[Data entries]
####################

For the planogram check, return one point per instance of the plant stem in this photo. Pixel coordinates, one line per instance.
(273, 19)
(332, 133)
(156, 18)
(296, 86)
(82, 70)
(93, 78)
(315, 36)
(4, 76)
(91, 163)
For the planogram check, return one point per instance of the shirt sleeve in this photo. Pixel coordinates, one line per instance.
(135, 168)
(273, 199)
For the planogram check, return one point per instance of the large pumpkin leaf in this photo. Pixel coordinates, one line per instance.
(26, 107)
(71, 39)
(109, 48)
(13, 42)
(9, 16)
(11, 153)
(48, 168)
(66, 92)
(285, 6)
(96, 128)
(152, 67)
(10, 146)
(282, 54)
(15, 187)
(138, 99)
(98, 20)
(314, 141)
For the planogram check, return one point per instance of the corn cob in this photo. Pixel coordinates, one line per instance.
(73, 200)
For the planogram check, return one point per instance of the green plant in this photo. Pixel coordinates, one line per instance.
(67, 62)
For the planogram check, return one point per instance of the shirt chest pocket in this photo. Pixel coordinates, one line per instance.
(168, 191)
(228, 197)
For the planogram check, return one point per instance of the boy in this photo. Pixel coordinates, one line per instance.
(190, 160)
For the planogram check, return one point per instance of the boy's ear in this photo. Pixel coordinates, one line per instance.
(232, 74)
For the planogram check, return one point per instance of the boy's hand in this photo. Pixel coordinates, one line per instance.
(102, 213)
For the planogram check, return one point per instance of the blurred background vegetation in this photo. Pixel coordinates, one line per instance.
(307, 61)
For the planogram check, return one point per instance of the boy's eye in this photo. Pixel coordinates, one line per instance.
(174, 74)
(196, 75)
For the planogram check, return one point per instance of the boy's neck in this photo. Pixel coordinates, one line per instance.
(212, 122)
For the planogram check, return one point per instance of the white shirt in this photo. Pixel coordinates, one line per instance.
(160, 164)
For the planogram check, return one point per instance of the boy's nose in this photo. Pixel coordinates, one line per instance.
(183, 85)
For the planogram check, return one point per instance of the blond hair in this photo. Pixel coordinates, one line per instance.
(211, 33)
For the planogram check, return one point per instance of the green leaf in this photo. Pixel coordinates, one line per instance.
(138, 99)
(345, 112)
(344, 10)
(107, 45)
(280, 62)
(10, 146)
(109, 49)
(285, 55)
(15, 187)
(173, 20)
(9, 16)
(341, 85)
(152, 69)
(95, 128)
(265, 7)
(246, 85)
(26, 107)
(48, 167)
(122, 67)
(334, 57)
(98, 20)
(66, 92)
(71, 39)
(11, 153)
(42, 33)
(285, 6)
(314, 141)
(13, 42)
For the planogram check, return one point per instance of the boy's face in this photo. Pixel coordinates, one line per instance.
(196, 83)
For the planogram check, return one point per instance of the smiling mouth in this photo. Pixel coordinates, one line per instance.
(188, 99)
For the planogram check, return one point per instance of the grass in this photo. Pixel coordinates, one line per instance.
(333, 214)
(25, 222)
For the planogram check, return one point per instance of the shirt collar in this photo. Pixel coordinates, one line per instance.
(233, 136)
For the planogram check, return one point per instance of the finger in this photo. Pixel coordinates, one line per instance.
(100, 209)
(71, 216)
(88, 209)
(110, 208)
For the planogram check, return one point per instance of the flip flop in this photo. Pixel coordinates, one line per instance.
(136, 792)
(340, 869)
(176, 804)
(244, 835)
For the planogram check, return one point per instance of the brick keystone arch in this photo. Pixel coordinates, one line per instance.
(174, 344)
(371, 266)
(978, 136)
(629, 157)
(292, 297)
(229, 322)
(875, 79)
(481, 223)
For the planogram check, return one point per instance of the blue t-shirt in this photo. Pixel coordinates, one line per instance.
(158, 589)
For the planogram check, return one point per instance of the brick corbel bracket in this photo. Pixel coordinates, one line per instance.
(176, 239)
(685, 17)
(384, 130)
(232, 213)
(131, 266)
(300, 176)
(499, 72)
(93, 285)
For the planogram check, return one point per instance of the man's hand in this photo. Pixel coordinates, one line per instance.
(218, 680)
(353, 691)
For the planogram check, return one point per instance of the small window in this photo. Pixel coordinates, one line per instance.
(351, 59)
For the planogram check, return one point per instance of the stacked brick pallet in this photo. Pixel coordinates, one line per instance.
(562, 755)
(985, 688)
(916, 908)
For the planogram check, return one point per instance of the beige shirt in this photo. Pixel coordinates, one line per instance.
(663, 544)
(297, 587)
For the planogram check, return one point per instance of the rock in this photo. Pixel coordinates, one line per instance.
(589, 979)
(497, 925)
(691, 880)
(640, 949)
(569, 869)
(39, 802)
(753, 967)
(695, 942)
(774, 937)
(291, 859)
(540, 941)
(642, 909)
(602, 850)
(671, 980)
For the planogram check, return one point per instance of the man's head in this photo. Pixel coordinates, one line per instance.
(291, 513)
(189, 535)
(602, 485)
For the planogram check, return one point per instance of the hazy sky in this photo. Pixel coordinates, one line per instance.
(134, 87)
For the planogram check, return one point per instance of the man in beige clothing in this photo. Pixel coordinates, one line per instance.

####################

#### [OBJECTIVE]
Rename "planogram check" to "shelf audit" throughout the records, keeping everything else the same.

#### [SOLUTION FOR THIS TASK]
For the shelf audit, return one point per instance of the plant stem in this photo. Pixel coordinates, one line per instance.
(273, 19)
(332, 133)
(156, 18)
(296, 86)
(82, 70)
(93, 78)
(315, 36)
(4, 76)
(91, 163)
For the shelf audit, return one point per instance of the shirt sleeve in this photo. Pixel coordinates, one line per instance.
(135, 168)
(273, 199)
For the shelf audit, return one point per instance of the large pumpkin leaf in this photo. Pixel coordinates, one line per instance.
(26, 107)
(71, 39)
(109, 48)
(13, 42)
(9, 16)
(11, 153)
(48, 168)
(66, 92)
(285, 6)
(96, 128)
(152, 67)
(10, 146)
(282, 54)
(15, 187)
(138, 99)
(98, 20)
(314, 141)
For the shelf audit, return one point per instance of the corn cob in this photo. Pixel coordinates, one line per instance.
(73, 200)
For the shelf audit, return one point per instance of the green plant in this photo. Pixel coordinates, one line per instance.
(67, 62)
For the shelf audit, return one point per instance of the shirt chest pocket in this photo. Pixel coordinates, one line per instance.
(168, 191)
(228, 197)
For the shelf audit, return one point per instance of the boy in this photo. Pixel coordinates, one line per instance.
(190, 160)
For the shelf audit, return one point per instance of the boy's ear in this photo. Pixel coordinates, one line per instance.
(232, 74)
For the shelf audit, return one point per instance of the boy's hand in this photo. Pixel coordinates, one line per instance.
(102, 213)
For the shelf audit, return one point per instance of the blurred background vegetation in this photo. Pixel coordinates, one line per instance.
(307, 61)
For the shelf audit, return one point per instance of the boy's eye in this photo. Pixel coordinates, one line per instance.
(174, 74)
(196, 75)
For the shelf audit, return one point per instance of the boy's neck in this photo. Pixel coordinates, one line per instance.
(212, 122)
For the shelf audit, return one point per instance of the white shirt in this photo. Pixel coordinates, one line per instance.
(160, 164)
For the shelf audit, return one point per instance of the boy's nose in this photo. Pixel coordinates, one line per instance.
(183, 85)
For the shelf audit, return one point per instance of the blond hair in this photo. Pixel coordinates, one line per instance.
(211, 33)
For the shelf audit, return one point per instance of the green leaf in this photo. Pixel coordinates, one line per instance.
(138, 99)
(345, 112)
(344, 10)
(107, 45)
(280, 62)
(10, 146)
(109, 49)
(285, 55)
(15, 187)
(173, 20)
(9, 16)
(341, 85)
(152, 69)
(95, 128)
(265, 7)
(246, 85)
(26, 107)
(48, 167)
(122, 67)
(334, 57)
(98, 20)
(66, 92)
(71, 39)
(11, 153)
(42, 33)
(285, 6)
(314, 141)
(13, 42)
For the shelf audit, return one point per instance of the boy's face in this photo. Pixel coordinates, one line per instance.
(196, 83)
For the shelf audit, return one point per instance of the smiling mouth in this photo. Pixel coordinates, one line per instance.
(188, 99)
For the shelf audit, return one point per instance of the grass in this photo. Pixel coordinates, one line per instance.
(333, 214)
(25, 222)
For the shelf audit, return one point per instance of the shirt collar in this photo. Pixel coordinates, one line per instance.
(233, 136)
For the shelf audit, return one point per instance of the finger in this photo. Pixel coordinates, one line per instance.
(100, 209)
(71, 216)
(88, 209)
(110, 208)
For the shelf audit, return one point per instance of the flip flop in this photo. Pixel coordinates, one line per instance.
(136, 792)
(340, 869)
(176, 804)
(244, 835)
For the shelf audit, return one point per instance of the brick keystone arch in this photo. Pixel coordinates, one line per instance.
(174, 344)
(371, 266)
(978, 136)
(629, 157)
(292, 297)
(229, 322)
(875, 79)
(481, 223)
For the shelf audit, return one point per instance of the blue t-shirt in this photo. Pixel coordinates, one line per instance.
(158, 589)
For the shelf audit, return one point per instance of the brick corbel bracket in this photo. Pixel coordinates, one line per instance.
(176, 239)
(685, 17)
(384, 130)
(232, 213)
(131, 266)
(300, 176)
(499, 72)
(93, 285)
For the shelf audit, return one point per instance of the man's hand in this photo. Pixel coordinates, one line per instance.
(218, 680)
(353, 691)
For the shelf audit, return one point per instance of the small window in this photo. Pixel coordinates, one line per instance.
(351, 59)
For the shelf audit, return one point per instance of the stacked brick pallet in this photo. Pixel coordinates, one line per instance.
(562, 755)
(985, 688)
(916, 908)
For the shelf audit, return one point per instance of the beige shirt in this photo. Pixel coordinates, one line per instance.
(663, 544)
(297, 587)
For the shelf audit, return one point per instance of the rock in this photo. Pixel coordinates, one line per instance.
(589, 979)
(497, 925)
(691, 880)
(640, 949)
(569, 869)
(39, 802)
(753, 967)
(695, 942)
(774, 937)
(291, 859)
(540, 941)
(642, 909)
(602, 850)
(671, 980)
For the shelf audit, return one point per instance of the man's head in this photo. Pixel coordinates, one line per instance.
(291, 513)
(189, 535)
(602, 485)
For the shelf audit, return one point per instance of the hazy sky in this photo. Pixel coordinates, one line per instance.
(134, 87)
For the shelf audit, return one point per instance of the man in beige clothing in this photo. Pixel coordinates, one line per instance.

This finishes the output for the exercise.